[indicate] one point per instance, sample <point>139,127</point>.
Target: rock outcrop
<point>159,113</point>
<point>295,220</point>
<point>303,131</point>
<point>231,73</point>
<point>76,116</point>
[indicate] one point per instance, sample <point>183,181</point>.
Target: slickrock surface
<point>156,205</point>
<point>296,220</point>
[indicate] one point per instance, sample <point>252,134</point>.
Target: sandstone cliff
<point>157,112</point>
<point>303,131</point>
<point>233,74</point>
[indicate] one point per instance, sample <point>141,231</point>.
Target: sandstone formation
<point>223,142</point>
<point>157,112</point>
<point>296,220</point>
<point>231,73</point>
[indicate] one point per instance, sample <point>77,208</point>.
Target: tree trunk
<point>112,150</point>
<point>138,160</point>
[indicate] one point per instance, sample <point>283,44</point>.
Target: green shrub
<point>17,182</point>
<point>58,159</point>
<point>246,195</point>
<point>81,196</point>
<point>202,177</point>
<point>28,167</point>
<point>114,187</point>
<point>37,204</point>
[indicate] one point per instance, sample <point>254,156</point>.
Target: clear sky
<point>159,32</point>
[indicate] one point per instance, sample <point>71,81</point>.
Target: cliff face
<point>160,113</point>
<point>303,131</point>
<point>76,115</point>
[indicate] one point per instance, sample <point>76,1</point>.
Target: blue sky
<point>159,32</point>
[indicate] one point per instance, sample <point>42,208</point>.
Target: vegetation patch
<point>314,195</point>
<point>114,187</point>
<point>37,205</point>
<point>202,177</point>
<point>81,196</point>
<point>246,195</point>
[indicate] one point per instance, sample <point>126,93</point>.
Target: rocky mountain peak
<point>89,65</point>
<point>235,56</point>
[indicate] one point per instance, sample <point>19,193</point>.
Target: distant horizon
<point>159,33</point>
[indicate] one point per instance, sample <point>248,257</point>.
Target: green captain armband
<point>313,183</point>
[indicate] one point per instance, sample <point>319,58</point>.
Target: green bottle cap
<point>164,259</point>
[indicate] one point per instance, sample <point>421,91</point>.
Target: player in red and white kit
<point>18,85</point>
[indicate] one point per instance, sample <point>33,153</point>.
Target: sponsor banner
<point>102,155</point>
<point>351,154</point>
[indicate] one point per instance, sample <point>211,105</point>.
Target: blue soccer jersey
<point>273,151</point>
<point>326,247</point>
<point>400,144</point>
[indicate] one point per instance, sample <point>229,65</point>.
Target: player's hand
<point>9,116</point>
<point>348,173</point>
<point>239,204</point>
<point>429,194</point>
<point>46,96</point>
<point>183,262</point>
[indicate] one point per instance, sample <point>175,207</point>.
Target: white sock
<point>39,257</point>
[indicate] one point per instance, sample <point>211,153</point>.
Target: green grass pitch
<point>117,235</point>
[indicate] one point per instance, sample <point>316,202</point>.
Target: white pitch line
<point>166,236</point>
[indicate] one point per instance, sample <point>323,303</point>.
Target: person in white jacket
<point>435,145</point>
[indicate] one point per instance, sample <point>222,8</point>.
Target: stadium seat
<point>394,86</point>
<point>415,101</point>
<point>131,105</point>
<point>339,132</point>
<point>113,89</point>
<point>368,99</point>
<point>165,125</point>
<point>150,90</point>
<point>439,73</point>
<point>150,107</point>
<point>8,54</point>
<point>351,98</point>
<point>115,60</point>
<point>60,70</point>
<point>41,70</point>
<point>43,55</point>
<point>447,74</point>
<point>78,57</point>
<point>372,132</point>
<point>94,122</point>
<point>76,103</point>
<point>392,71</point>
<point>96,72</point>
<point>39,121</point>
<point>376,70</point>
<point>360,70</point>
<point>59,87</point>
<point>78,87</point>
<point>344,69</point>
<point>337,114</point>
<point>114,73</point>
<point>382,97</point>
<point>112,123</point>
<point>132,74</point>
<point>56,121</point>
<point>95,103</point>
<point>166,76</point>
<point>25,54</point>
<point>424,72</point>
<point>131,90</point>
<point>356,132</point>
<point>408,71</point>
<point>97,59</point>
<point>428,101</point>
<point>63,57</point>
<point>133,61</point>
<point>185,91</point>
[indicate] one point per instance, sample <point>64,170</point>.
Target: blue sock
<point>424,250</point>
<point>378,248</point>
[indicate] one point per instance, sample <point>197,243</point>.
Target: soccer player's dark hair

━━━━━━━━━━━━━━━━━━━━

EXERCISE INSTRUCTIONS
Set the data above down again in full, exactly as it reads.

SOLUTION
[indicate] one point per instance, sample <point>139,127</point>.
Target: rock outcrop
<point>159,113</point>
<point>295,220</point>
<point>303,131</point>
<point>231,73</point>
<point>76,116</point>
[indicate] one point per instance, sample <point>183,181</point>.
Target: slickrock surface
<point>156,205</point>
<point>296,220</point>
[indicate] one point per instance, sample <point>252,134</point>.
Target: sandstone cliff
<point>157,112</point>
<point>303,131</point>
<point>233,74</point>
[indicate] one point per instance, sample <point>141,231</point>.
Target: sandstone formation
<point>223,142</point>
<point>157,112</point>
<point>296,220</point>
<point>231,73</point>
[indicate] one point per instance, sample <point>77,208</point>.
Target: tree trunk
<point>112,150</point>
<point>138,160</point>
[indicate] one point per instance, sample <point>283,44</point>.
Target: green shrub
<point>17,182</point>
<point>58,159</point>
<point>246,195</point>
<point>81,196</point>
<point>202,177</point>
<point>28,167</point>
<point>114,187</point>
<point>37,204</point>
[indicate] one point per instance, sample <point>254,156</point>.
Target: clear sky
<point>159,32</point>
[indicate] one point per instance, sample <point>71,81</point>.
Target: cliff face
<point>160,113</point>
<point>303,131</point>
<point>76,115</point>
[indicate] one point per instance, sample <point>76,1</point>.
Target: blue sky
<point>159,32</point>
[indicate] one point per instance, sample <point>42,208</point>.
Target: vegetation patch
<point>314,195</point>
<point>114,187</point>
<point>37,205</point>
<point>202,177</point>
<point>81,196</point>
<point>246,195</point>
[indicate] one point per instance, sample <point>126,93</point>.
Target: rocky mountain peak
<point>89,65</point>
<point>235,56</point>
[indicate] one point per instance, sample <point>19,193</point>.
Target: distant horizon
<point>159,33</point>
[indicate] one point per instance, sample <point>248,257</point>.
Target: green captain armband
<point>313,183</point>
[indicate] one point per instance, sample <point>319,58</point>.
Target: green bottle cap
<point>164,259</point>
[indicate] one point per instance, sample <point>421,91</point>.
Target: player in red and white kit
<point>18,85</point>
[indicate] one point per instance, sample <point>33,153</point>.
Target: sponsor banner
<point>102,155</point>
<point>351,154</point>
[indicate] one point per instance, sample <point>211,105</point>.
Target: blue soccer jersey
<point>273,151</point>
<point>326,247</point>
<point>400,144</point>
[indicate] one point per instance, sample <point>229,65</point>.
Target: player's hand
<point>9,116</point>
<point>348,173</point>
<point>239,204</point>
<point>429,194</point>
<point>46,96</point>
<point>183,262</point>
[indicate] one point per instance, sample <point>175,207</point>.
Target: white sock
<point>39,257</point>
[indicate] one point per instance, sample <point>211,153</point>.
Target: green grass pitch
<point>117,235</point>
[indicate] one point per instance, sample <point>316,202</point>.
Target: white pitch line
<point>166,236</point>
[indicate] one point per instance, sample <point>323,303</point>.
Target: person in white jacket
<point>435,145</point>
[indicate] one point per instance, sample <point>222,8</point>.
Target: stadium seat
<point>394,86</point>
<point>415,101</point>
<point>131,105</point>
<point>339,132</point>
<point>113,89</point>
<point>368,99</point>
<point>165,125</point>
<point>150,90</point>
<point>439,73</point>
<point>150,107</point>
<point>8,54</point>
<point>351,98</point>
<point>115,60</point>
<point>60,70</point>
<point>41,70</point>
<point>43,55</point>
<point>447,74</point>
<point>78,57</point>
<point>372,132</point>
<point>94,122</point>
<point>76,103</point>
<point>392,71</point>
<point>96,72</point>
<point>39,121</point>
<point>376,70</point>
<point>360,70</point>
<point>59,87</point>
<point>78,87</point>
<point>344,69</point>
<point>337,114</point>
<point>114,73</point>
<point>382,97</point>
<point>112,123</point>
<point>132,74</point>
<point>56,121</point>
<point>95,103</point>
<point>166,76</point>
<point>25,54</point>
<point>424,72</point>
<point>131,90</point>
<point>356,132</point>
<point>408,71</point>
<point>97,59</point>
<point>428,101</point>
<point>63,57</point>
<point>133,61</point>
<point>185,91</point>
[indicate] one point per instance, sample <point>64,170</point>.
Target: blue sock
<point>424,250</point>
<point>378,248</point>
[indicate] one point per instance, sample <point>197,243</point>.
Target: soccer player's dark hair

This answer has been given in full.